**TASK BRIEF**
Retype everything from the line containing "In this exercise you will indicate the metal" down to the end of the material, keeping both ends. Leave the pictures out of your copy.

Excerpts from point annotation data
+++

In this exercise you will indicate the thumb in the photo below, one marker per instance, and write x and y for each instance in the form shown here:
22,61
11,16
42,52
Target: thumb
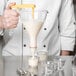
10,5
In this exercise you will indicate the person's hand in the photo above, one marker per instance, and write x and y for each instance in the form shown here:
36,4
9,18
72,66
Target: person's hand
10,17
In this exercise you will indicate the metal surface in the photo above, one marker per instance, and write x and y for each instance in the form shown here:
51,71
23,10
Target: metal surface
12,67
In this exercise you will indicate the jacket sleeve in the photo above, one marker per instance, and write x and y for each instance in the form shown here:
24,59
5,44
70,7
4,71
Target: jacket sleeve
67,25
2,7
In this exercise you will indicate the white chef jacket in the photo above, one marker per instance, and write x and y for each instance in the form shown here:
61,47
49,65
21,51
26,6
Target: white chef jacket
57,33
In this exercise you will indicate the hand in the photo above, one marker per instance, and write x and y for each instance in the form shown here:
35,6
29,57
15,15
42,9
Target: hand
10,17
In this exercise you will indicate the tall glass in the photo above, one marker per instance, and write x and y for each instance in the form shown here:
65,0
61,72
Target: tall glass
33,24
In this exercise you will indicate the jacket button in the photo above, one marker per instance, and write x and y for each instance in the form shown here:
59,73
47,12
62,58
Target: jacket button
44,46
24,45
45,28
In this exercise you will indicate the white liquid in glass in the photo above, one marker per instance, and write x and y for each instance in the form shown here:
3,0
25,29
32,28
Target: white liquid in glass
33,27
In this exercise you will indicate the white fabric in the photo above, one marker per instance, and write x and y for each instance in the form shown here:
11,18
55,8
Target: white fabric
60,14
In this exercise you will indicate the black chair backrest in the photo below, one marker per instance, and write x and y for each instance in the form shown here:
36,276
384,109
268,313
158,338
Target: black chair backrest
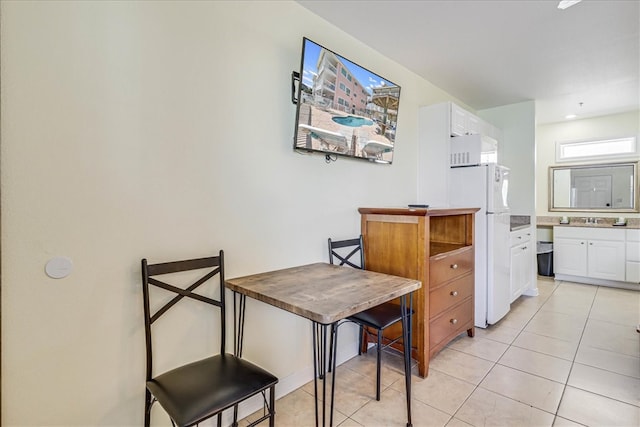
150,272
355,246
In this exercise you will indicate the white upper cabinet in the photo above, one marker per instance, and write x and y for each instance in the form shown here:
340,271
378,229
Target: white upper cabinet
458,121
466,123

+++

**SOLUTION TO THIS TASK**
In this exercise you will indicate the metal surface in the photo above, one marker per instance, and write x and y for each instance in the form shown here:
51,71
23,10
Target: metal surface
12,67
In this exercise you will indicate the jacket sleeve in the photo above, one marker per instance, and write x and y for each instance in the form shown here:
24,59
5,44
70,7
4,71
Target: jacket sleeve
67,25
2,7
In this exercise you will indicate the white chef jacket in the photo above, one marker per instance, and write x and y for each instance in the form shown here:
61,47
49,65
21,51
26,6
Target: white chef jacket
57,33
In this exercise you will indicate the hand in the photo above, one marker per instance, and write x and y for each instance in the form shown here:
35,6
29,57
15,15
42,9
Target: hand
10,17
In this exercise you will indicate the tall glass in the photo above, one marker per instance, and write x and y for each instance in the form shown here:
65,0
61,72
Target: tall glass
33,24
In this exercise you will indicate the jacket button in the photo above, one marker per instance, and write x and y for each instance in the form shown here:
59,73
47,12
62,58
Target: jacket button
44,46
24,45
45,28
In this exercise you will indicate the white liquid in glass in the photo above, one marker per instance, and write x and y for each instance in the form shown here:
3,0
25,29
32,28
Target: white liquid in glass
33,27
In this exercise you will indicate the white fabric in the photo above, one marker per instance, and write x and y for each instance in the form shown here:
11,18
55,8
Target: white fabric
60,14
In this exercise you will indicate the black chair backrest in the photo below, one marker per instance, and write x and y for each instance in the form shown here:
36,276
384,109
268,313
158,338
Target: black chair backrest
150,272
355,246
In this exercise you will indicate the white upper cabinet in the photo above, one marker per instance, and write x and y for each instance in the form shown here:
340,271
378,229
Target: white upper cabinet
458,121
466,123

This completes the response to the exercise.